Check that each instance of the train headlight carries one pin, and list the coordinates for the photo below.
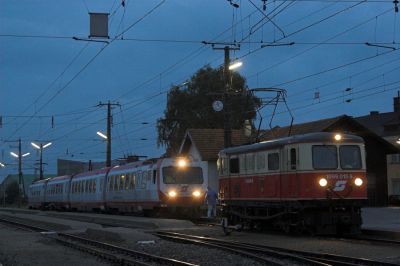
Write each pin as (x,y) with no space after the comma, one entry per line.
(196,193)
(172,194)
(182,162)
(323,182)
(358,182)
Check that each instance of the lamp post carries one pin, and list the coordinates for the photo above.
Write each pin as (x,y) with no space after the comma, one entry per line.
(104,136)
(40,147)
(19,156)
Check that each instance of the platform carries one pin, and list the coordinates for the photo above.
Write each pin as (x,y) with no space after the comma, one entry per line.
(384,219)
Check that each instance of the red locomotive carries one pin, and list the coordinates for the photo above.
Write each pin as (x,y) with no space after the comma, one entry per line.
(314,182)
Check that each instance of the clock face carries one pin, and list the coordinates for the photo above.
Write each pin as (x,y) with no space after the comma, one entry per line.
(218,106)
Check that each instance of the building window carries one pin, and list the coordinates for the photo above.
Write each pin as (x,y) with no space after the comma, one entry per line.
(395,158)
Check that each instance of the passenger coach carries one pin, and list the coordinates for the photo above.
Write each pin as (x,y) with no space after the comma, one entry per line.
(314,182)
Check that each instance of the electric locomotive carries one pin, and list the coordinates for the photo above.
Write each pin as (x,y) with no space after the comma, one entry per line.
(313,182)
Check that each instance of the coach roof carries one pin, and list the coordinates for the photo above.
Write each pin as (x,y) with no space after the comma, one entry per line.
(305,138)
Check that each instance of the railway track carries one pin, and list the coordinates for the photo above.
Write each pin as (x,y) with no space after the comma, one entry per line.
(305,258)
(115,254)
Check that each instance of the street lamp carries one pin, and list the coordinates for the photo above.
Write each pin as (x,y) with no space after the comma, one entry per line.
(235,65)
(40,147)
(104,136)
(17,156)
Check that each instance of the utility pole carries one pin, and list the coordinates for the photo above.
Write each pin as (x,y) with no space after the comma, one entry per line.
(19,173)
(227,92)
(109,119)
(21,186)
(40,148)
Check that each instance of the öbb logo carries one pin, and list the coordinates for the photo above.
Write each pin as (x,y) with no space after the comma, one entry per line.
(340,185)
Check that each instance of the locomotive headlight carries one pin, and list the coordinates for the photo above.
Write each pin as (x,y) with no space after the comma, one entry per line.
(196,193)
(323,182)
(358,181)
(172,194)
(182,162)
(338,137)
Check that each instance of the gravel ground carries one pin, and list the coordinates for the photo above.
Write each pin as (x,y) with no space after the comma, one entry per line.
(359,249)
(20,248)
(148,243)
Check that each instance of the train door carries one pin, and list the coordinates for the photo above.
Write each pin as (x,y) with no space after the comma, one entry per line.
(289,177)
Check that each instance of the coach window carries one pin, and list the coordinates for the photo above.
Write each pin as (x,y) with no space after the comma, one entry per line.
(250,162)
(133,181)
(273,161)
(260,161)
(127,180)
(324,157)
(293,159)
(242,163)
(154,176)
(122,182)
(139,179)
(116,183)
(234,165)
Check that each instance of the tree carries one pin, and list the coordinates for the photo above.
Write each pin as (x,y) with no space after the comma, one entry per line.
(191,106)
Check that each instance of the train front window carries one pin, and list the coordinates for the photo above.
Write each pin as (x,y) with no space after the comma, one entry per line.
(350,157)
(324,157)
(189,175)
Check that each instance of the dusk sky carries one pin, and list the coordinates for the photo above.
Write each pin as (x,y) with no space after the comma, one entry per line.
(45,72)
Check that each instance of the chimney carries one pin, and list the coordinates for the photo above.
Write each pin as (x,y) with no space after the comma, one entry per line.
(373,113)
(247,128)
(132,158)
(396,103)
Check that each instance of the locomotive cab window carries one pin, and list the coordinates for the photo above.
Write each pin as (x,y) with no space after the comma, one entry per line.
(350,157)
(324,157)
(234,165)
(190,175)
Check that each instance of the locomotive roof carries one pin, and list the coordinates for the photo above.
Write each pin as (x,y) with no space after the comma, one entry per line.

_____

Set out every line of the entries above as a Markdown table with the columns "No." and "Entry line", numbering the rows and skipping blank lines. Leave the pictures out.

| No. | Entry line |
|---|---|
| 1 | Check that each instance of the train headlight carries one pin, and list the coordinates for the photo below. |
| 2 | Write each pin as (x,y) with no space after the comma, one entry per line. |
| 3 | (196,193) |
| 4 | (172,194) |
| 5 | (182,162) |
| 6 | (323,182) |
| 7 | (358,182) |
| 8 | Check that each instance of the lamp post carries one pin, and list the coordinates for the photo above. |
| 9 | Write each pin as (x,y) with no space after the comma, one entry per line. |
| 10 | (104,136) |
| 11 | (40,147) |
| 12 | (19,156) |
| 13 | Check that each instance of the platform carries one pin, and list the coordinates for the photo above. |
| 14 | Write each pin as (x,y) with no space after the comma, one entry per line. |
| 15 | (384,219) |
| 16 | Check that each instance of the red locomotive carries one pin, and list the coordinates for the photo above. |
| 17 | Write each pin as (x,y) with no space after the comma, one entry per line. |
| 18 | (314,182) |
| 19 | Check that each instance of the clock face carries one pin, and list the coordinates for the photo above. |
| 20 | Write each pin as (x,y) with no space after the comma, one entry per line. |
| 21 | (218,106) |
| 22 | Check that each instance of the building window carries one pin, and list the coordinates for the photo above. |
| 23 | Write each pin as (x,y) with no space after the comma, one entry per line. |
| 24 | (395,158) |
| 25 | Check that each instance of the passenger coach carries one pin, and list the coordinates for the photo above. |
| 26 | Write each pin as (x,y) with no space after the comma, one entry per line. |
| 27 | (314,182) |
| 28 | Check that each instance of the electric locomotive carries one pin, and list the coordinates for the photo above. |
| 29 | Write each pin as (x,y) with no space after the comma, one entry per line. |
| 30 | (313,182) |
| 31 | Check that each instance of the coach roof carries one pin, and list the coordinates for the photo above. |
| 32 | Write each pin as (x,y) with no space after the comma, one entry per line. |
| 33 | (305,138) |
| 34 | Check that each instance of the railway track carries one pin, and list the coordinates for the photo above. |
| 35 | Write each pin as (x,y) with no space after the comma, one entry per line. |
| 36 | (305,258) |
| 37 | (115,254) |
| 38 | Check that each instance of the street lamp carries one pin, and list the coordinates for the photo above. |
| 39 | Write each pin as (x,y) with no space after the comma, one entry per line. |
| 40 | (235,65) |
| 41 | (40,147) |
| 42 | (104,136) |
| 43 | (17,156) |
| 44 | Check that each instance of the utility pole carries one pin, and list the coordinates for the photo above. |
| 45 | Write each pin as (x,y) with no space after the comma, one entry per line. |
| 46 | (19,173) |
| 47 | (227,92) |
| 48 | (109,119) |
| 49 | (21,186) |
| 50 | (40,148) |
| 51 | Check that each instance of the öbb logo carries one pin, and list the coordinates for the photo above. |
| 52 | Write each pin as (x,y) with no space after the comma, one entry per line. |
| 53 | (340,185) |
| 54 | Check that each instance of the locomotive headlight carries one pin, and list the coordinates for the photo above. |
| 55 | Write each pin as (x,y) with no space after the comma, one entry per line. |
| 56 | (196,193) |
| 57 | (323,182) |
| 58 | (358,181) |
| 59 | (172,194) |
| 60 | (182,162) |
| 61 | (338,137) |
| 62 | Check that each instance of the gravel ground carries one pin, and list the coordinates for the photo above. |
| 63 | Write each pin as (x,y) with no space after the comma, one entry per line. |
| 64 | (359,249) |
| 65 | (20,248) |
| 66 | (148,243) |
| 67 | Check that each instance of the train door carries one pin, and list the coordinates for the photo above. |
| 68 | Write each pin as (x,y) with no space after the comma, one entry per line. |
| 69 | (289,177) |
| 70 | Check that each instance of the coach window carries one pin, and list the coordinates for the photo above. |
| 71 | Write each pin as (x,y) with no space after the comma, one entry per line. |
| 72 | (250,162) |
| 73 | (133,181) |
| 74 | (273,161) |
| 75 | (260,161) |
| 76 | (127,180) |
| 77 | (324,157) |
| 78 | (293,159) |
| 79 | (242,163) |
| 80 | (154,176) |
| 81 | (122,182) |
| 82 | (139,179) |
| 83 | (116,183) |
| 84 | (234,165) |
| 85 | Check that each instance of the tree carries one pin, and list the coordinates for the photo above. |
| 86 | Write each pin as (x,y) with no space after the comma, one entry per line. |
| 87 | (191,106) |
| 88 | Check that each instance of the train front window carries one pin, and list the coordinates for the photo above. |
| 89 | Write each pin as (x,y) with no space after the comma, one entry per line. |
| 90 | (350,157) |
| 91 | (324,157) |
| 92 | (189,175) |
| 93 | Check that each instance of the dusk sky carries one pin, and list the coordinates for the photo above. |
| 94 | Write each pin as (x,y) with no space after the comma, one entry per line. |
| 95 | (45,72) |
| 96 | Check that each instance of the chimney carries one pin, and list the coordinates for the photo above. |
| 97 | Write each pin as (x,y) with no space after the comma, one entry per line. |
| 98 | (373,113) |
| 99 | (247,128) |
| 100 | (132,158) |
| 101 | (396,103) |
| 102 | Check that each instance of the locomotive cab window carries one pin, and list the coordinates for the photo above. |
| 103 | Write each pin as (x,y) with no space after the comma, one entry per line. |
| 104 | (350,157) |
| 105 | (324,157) |
| 106 | (234,165) |
| 107 | (190,175) |
| 108 | Check that each instance of the locomotive roof carries one pin, and list the coordinates for the photo above. |
| 109 | Write each pin as (x,y) with no space after the comma, one entry per line. |